Activity – The response must reproduce every record below without alteration.

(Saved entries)

------------------------------------------------------------

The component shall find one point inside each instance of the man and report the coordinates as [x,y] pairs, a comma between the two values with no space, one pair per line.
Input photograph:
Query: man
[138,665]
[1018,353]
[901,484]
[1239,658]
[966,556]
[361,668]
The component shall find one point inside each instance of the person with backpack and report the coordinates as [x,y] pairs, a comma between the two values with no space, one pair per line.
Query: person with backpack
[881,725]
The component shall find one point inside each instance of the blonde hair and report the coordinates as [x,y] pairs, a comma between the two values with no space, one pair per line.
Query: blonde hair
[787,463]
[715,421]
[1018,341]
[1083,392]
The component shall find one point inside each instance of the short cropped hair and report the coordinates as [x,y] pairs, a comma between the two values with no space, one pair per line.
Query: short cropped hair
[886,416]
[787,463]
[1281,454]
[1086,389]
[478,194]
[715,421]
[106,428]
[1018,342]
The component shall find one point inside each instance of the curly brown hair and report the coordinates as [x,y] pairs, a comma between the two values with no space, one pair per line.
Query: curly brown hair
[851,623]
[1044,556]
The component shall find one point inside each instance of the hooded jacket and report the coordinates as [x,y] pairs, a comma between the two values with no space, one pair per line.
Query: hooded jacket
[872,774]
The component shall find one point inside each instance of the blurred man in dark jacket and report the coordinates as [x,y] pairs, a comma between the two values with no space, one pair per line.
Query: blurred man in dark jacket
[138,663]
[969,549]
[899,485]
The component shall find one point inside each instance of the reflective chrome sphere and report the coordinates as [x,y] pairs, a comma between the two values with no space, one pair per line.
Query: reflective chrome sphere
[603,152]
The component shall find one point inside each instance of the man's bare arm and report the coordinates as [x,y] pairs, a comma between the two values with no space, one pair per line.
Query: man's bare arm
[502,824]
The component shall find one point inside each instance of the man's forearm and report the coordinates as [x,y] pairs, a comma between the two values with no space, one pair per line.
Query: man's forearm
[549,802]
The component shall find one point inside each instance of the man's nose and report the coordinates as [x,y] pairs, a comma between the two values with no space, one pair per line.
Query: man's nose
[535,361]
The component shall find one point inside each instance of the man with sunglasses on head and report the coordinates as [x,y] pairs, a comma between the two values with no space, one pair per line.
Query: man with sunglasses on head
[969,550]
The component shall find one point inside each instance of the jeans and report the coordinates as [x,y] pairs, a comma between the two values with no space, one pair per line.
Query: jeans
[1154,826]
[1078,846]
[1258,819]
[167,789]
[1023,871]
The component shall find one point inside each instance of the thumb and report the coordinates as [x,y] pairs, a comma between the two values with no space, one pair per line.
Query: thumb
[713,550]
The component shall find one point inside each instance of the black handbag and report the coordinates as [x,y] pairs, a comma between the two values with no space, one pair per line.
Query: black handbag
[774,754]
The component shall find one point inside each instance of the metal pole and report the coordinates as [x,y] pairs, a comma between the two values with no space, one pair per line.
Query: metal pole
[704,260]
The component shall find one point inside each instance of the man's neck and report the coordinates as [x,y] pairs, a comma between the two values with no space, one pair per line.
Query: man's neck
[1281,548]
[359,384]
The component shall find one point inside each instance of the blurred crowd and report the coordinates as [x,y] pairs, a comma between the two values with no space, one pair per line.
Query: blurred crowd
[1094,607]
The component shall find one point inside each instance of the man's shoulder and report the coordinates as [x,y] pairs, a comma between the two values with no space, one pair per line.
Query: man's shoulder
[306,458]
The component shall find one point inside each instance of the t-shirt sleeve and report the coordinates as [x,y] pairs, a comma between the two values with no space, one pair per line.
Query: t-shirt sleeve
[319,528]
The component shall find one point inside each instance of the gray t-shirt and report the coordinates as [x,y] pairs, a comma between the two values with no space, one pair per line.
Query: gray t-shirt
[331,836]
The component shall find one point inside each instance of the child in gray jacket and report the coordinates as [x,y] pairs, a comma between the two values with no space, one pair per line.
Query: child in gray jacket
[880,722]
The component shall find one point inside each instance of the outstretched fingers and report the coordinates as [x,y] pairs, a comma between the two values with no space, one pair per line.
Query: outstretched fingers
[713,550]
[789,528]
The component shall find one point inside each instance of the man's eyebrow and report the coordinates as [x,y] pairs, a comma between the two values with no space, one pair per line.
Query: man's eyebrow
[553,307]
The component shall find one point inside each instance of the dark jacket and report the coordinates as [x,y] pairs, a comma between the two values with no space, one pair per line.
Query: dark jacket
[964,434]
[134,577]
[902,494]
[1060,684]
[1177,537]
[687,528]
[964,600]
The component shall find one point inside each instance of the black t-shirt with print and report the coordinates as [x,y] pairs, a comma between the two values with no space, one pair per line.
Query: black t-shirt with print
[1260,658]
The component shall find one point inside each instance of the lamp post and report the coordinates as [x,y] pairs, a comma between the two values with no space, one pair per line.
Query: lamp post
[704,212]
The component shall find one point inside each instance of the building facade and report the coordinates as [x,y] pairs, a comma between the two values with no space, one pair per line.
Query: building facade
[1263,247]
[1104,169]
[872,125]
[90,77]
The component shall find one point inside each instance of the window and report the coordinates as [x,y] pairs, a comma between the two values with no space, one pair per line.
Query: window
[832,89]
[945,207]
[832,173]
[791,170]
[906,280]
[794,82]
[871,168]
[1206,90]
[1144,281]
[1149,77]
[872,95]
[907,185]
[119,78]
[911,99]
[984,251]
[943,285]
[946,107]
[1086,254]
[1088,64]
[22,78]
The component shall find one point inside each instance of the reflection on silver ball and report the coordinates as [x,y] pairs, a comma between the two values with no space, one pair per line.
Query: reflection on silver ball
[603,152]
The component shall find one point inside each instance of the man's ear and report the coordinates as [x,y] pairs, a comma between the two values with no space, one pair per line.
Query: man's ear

------------------------------------------------------------

Expected answer –
The component shall find one point inside each instance of the man and report the coordinates as [x,y] pairs, a comma between the two values with no space, one pair per line.
Input photograph:
Query: man
[138,665]
[1018,353]
[901,484]
[1239,658]
[966,556]
[361,668]
The component shall find one point inside each instance of the person with backpack and report the coordinates as [x,y] pairs, a comma between the two values with no space, one pair per line.
Query: person with backpack
[881,725]
The component shall find one point inside each instance of the blonde hair and report the coordinates as [x,y] pairs, a comma between the two values with no space, one pair per line.
Query: blonde hair
[787,463]
[715,421]
[1018,341]
[1083,392]
The component shall find one point inside each instance of the short cropped hair and report the coordinates as [x,y] pairs, a comma between the two values with no space, one pair per line.
Query: short cropped hair
[886,416]
[787,463]
[1281,454]
[1086,389]
[478,194]
[715,421]
[106,428]
[1018,342]
The component shall find one point inside each instance of the curly brown hair and report the coordinates as [x,y] pairs, a comma between the two values with no space, one pair per line.
Query: curly brown hair
[851,623]
[1044,556]
The component shall find one point inside each instance of the hooded jacket and report the coordinates as [x,y] pairs, a comma between the two values with no space, one pair per line.
Query: hooded jacket
[872,774]
The component shall find one point inside each instance of the blurred man in dark jacket and report the coordinates as [x,y] pairs, a comma between the two values with no space, one pair per line.
Query: blurred man in dark jacket
[138,663]
[969,549]
[899,485]
The component shall find one point inside each instance of the reflective chrome sphere and report the coordinates as [x,y] pairs, a comma between the two values with no space, one pair per line.
Query: reflective chrome sphere
[603,152]
The component shall find one point inside each instance of the man's bare arm and report the coordinates as [x,y] pairs, a comma between the two values with no space, one pair per line.
Query: man's bare arm
[502,824]
The component shall find one point inside each instance of the man's forearm and report the coordinates as [x,y] pairs, a comma between the two values with no space, one pair per line.
Query: man's forearm
[549,802]
The component shall find one point inside each instance of the man's nose and report the coordinates as [x,y] pairs, a comma between the two values with no space, one pair per line.
Query: man's nose
[535,361]
The component shall find one point inside each instance of the man with sunglasses on head and report the coordinates as [x,y] pairs, a comma between the two values with no space, one pair per line.
Query: man with sunglasses on head
[969,550]
The component shall find one point inside each instance of the jeans and report the coordinates as [x,y] pairs, a comma between the two values with no space, one pair per line.
Query: jeans
[1154,826]
[1078,846]
[1258,819]
[167,789]
[1023,871]
The component shall find one point inside each instance of the thumb and report the coordinates as [x,y] pairs, a comma between the two values with no space, one pair per line.
Query: thumb
[713,550]
The component shall find one point inside each instance of the black handbag and report the coordinates as [x,y] pairs, a comma between the two values with no space, one pair per line.
Query: black handbag
[774,754]
The component shall find one point inside each instance of the metal pole and report the coordinates as [x,y] pairs, a comma between the two values with no space, one pair per line.
Query: metal pole
[704,260]
The component shall find one point inside each instance of the man's neck and report the coordinates as [x,y] pairs, a comma between the two values with no space, one pair per line.
Query: man's neck
[1281,548]
[359,384]
The component shall find one point inside each instance of the blurred crowd and report the coordinates as [x,y] pairs, a comma between the two values with no space, one pair per line.
Query: blurred crowd
[1094,607]
The component shall find one point inside each instance of the man's shoulder and report the coordinates as [x,y] pairs, a comma between the two values with no space, one pair per line.
Query: man's shoulder
[306,458]
The component shall find one point inside each instance of the t-shirt sleeve and report the coordinates as [x,y] pairs, a comma between the two values with no space, one pair per line.
Query: t-shirt sleeve
[319,528]
The component shall find one point inside each instance of the gray t-shirt and report the coordinates as [x,y] pairs, a comma between the two values with no space, one pair per line.
Query: gray t-shirt
[331,836]
The component shall find one point inside each instance of the child in gray jacket and report the coordinates as [x,y] pairs, a comma between the two values with no space, one pair per line.
Query: child in gray jacket
[880,722]
The component shall find one point inside each instance of the outstretched fingers and report the coordinates as [x,y] pairs, a comma between the two values with no space, one pair per line.
Query: outstretched fingers
[713,550]
[789,528]
The component shall find one point inside each instance of the man's eyebrow and report the coordinates as [x,y] pairs, a comma between the two values with no space, one pair per line.
Query: man's eyebrow
[553,307]
The component shall find one point inside each instance of the dark jacket and report the coordinates as [x,y] pairs, a comma between the two values with no space, one pair per line.
Query: dark jacket
[964,434]
[134,577]
[902,494]
[1060,684]
[1177,537]
[687,528]
[964,600]
The component shall find one point inside each instance of the black t-shirt with print and report the coordinates as [x,y] pairs, a comma between the two values with no space, one pair per line.
Query: black t-shirt with print
[1260,658]
The component shall find one point inside each instance of the lamp post and report the coordinates as [x,y] pairs, a comma between the two values with no space, one pair per line.
Query: lamp post
[704,212]
The component shall find one point inside each instance of the building facade and report the coordinates as [x,y] pairs, a comma between the two values with no space, one pair per line.
Query: building facade
[1263,247]
[1104,169]
[872,125]
[90,77]
The component shall find one point inside each instance of the window and report the coordinates as [x,y] pairs, a comma between the two values with no space, one pair per line.
Query: window
[832,89]
[945,207]
[832,173]
[791,170]
[906,280]
[794,82]
[871,168]
[1206,90]
[1144,281]
[1149,77]
[872,95]
[907,185]
[119,78]
[911,99]
[984,251]
[943,285]
[946,107]
[1086,254]
[1088,64]
[22,78]
The component shall find one point inside each instance of the reflection on silver ball and report the coordinates as [x,y] pairs, a comma between the two values with no space, one pair per line.
Query: reflection on silver ball
[603,152]
The component shall find one point inside each instance of the man's ear and report the coordinates as [x,y] pairs, a comma between the two values with no space, one pair per line.
Query: man's ear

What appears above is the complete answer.